**PROBLEM DETAILS:**
Render all the records below as a JSON list of strings, one string per line, leaving out any blank lines.

**TASK INPUTS:**
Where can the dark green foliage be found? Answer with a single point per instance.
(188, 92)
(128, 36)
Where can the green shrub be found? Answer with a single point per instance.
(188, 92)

**CORRECT OUTPUT:**
[
  "Where can the dark green foliage be found? Answer with a single point per instance.",
  "(188, 92)",
  "(128, 36)",
  "Where can the green shrub be found? Answer with a single point per instance.",
  "(188, 92)"
]